PROBLEM STATEMENT:
List every person named in the article on Cannes publicity stunts, in the order they first appear.

Cannes Do Publicity
The frenzy of moviedom and publicity that is the Cannes Film Festival is upon us again. Publicity stunts play an enormous part in the festival, however much the BBC’s Victoria Lindrea may protest that this year “really is all about the films“. Certainly there’s a great selection of serious filmmakers showing at this year’s festival, but if “organisers are casting off celebrity gimmicks in favour of a vintage line-up of classic filmmakers” this year, as Lindrea asserts, I’m certain that determined stuntsters and publicists will creep up and surprise us from nowhere – publicity stunts at Cannes, as I told the Independent’s Rob Sharp (see below), help films get noticed in a busy media world.
“Whether it’s Pamela Anderson in a tight leather top, or Jerry Seinfeld in a bee costume climbing to the top of a building, one thing’s for sure – Cannes doesn’t do understatement. With thousands of studios, independent filmmakers and hangers-on all scrabbling for publicity, you really have to push the yacht out to get noticed.
“‘A film festival would not be a proper festival without a plethora of grandiose, delightful, ludicrous and attention-grabbing stunts,’ says PR consultant Mark Borkowski, author of The Fame Formula, a history of Hollywood publicists. ‘They help the films leap from the screen into the collective consciousness of the public.’
“The media circus is fuelled, in part, by the Hot d’Or, an alternative film festival held a mile down the road. This is to pornography what Cannes is to art-house cinema. In 1995, it first brought Lola Ferrari to public attention. She turned up at the festival with just two claims to fame: her 51in breasts and a pending lawsuit from the Italian sportscar manufacturer for infringement of its brand name (the press pack did the rest). The same year, when Miramax tried to publicise a Hugh Grant movie, The Englishman Who Went Up a Hill and Came Down a Mountain, the studio built a 20ft mountain, which Grant was supposed to climb, on Canne’s Majestic Beach. As Grant was about to begin his ascent for his photocall, a Russian porn star appeared from nowhere, climbed to the top and began disrobing.
“‘Our efforts to remove her achieved far wider coverage than the movie might otherwise have expected,’ says Graham Smith, of the film’s publicists DDA.

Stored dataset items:
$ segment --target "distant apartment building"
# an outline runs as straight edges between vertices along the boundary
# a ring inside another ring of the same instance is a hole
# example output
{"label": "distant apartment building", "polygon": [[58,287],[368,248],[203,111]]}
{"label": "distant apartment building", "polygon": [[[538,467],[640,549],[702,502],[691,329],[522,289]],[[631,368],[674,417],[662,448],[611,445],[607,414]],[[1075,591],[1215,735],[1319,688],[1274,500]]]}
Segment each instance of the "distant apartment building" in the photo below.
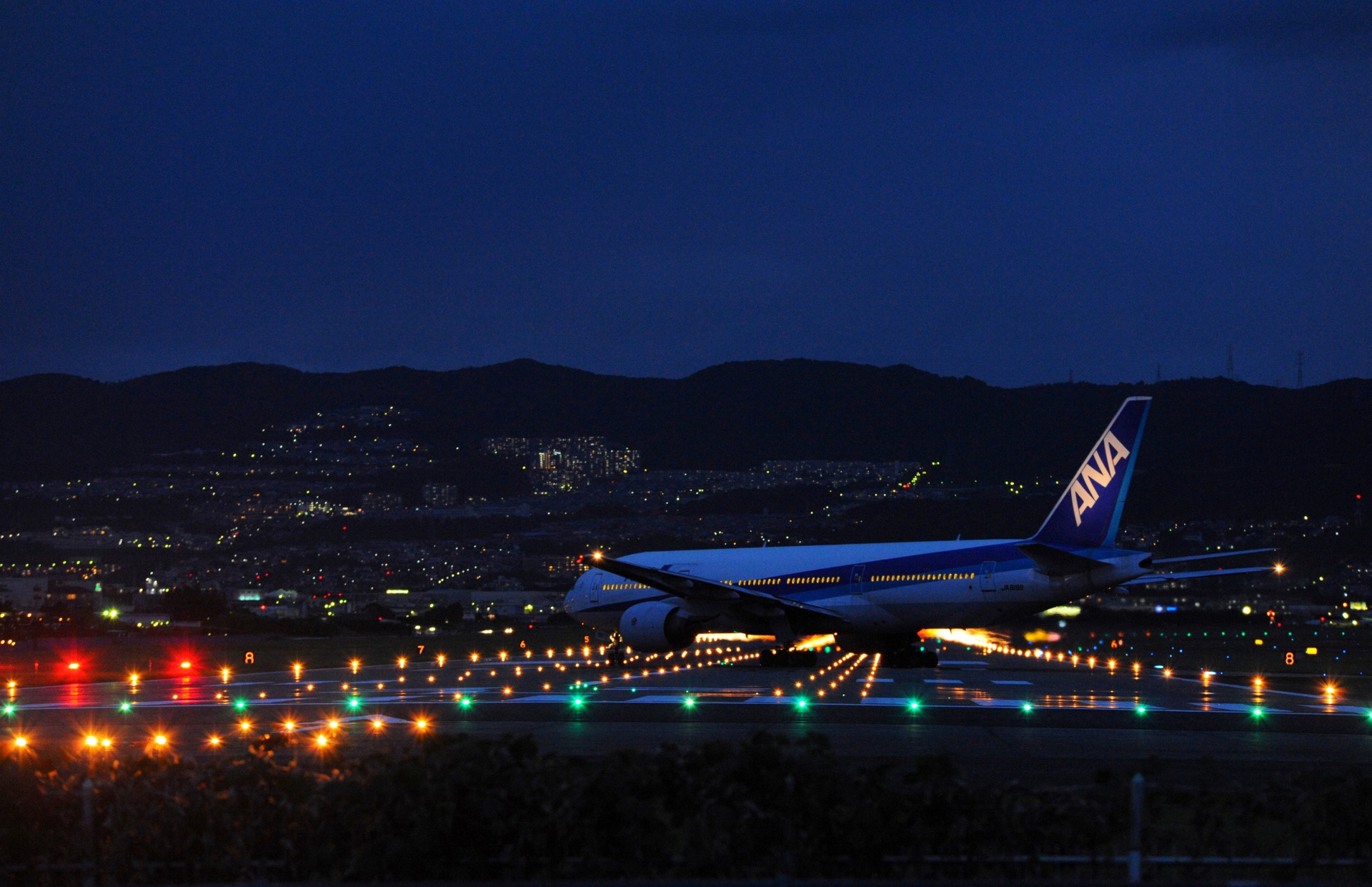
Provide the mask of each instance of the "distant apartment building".
{"label": "distant apartment building", "polygon": [[384,490],[373,490],[370,493],[362,493],[362,511],[391,511],[392,508],[402,508],[405,500],[401,498],[398,493],[387,493]]}
{"label": "distant apartment building", "polygon": [[454,508],[464,503],[461,487],[451,483],[425,483],[420,487],[420,496],[431,508]]}
{"label": "distant apartment building", "polygon": [[602,437],[486,438],[488,456],[521,459],[538,493],[565,493],[598,478],[639,471],[637,449],[611,446]]}
{"label": "distant apartment building", "polygon": [[0,578],[0,611],[37,612],[48,603],[48,577]]}
{"label": "distant apartment building", "polygon": [[908,483],[923,468],[918,461],[830,461],[793,459],[764,461],[763,472],[781,483]]}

ANSWER BELOW:
Victoria Lindrea
Rob Sharp
Pamela Anderson
Jerry Seinfeld
Mark Borkowski
Lola Ferrari
Hugh Grant
Graham Smith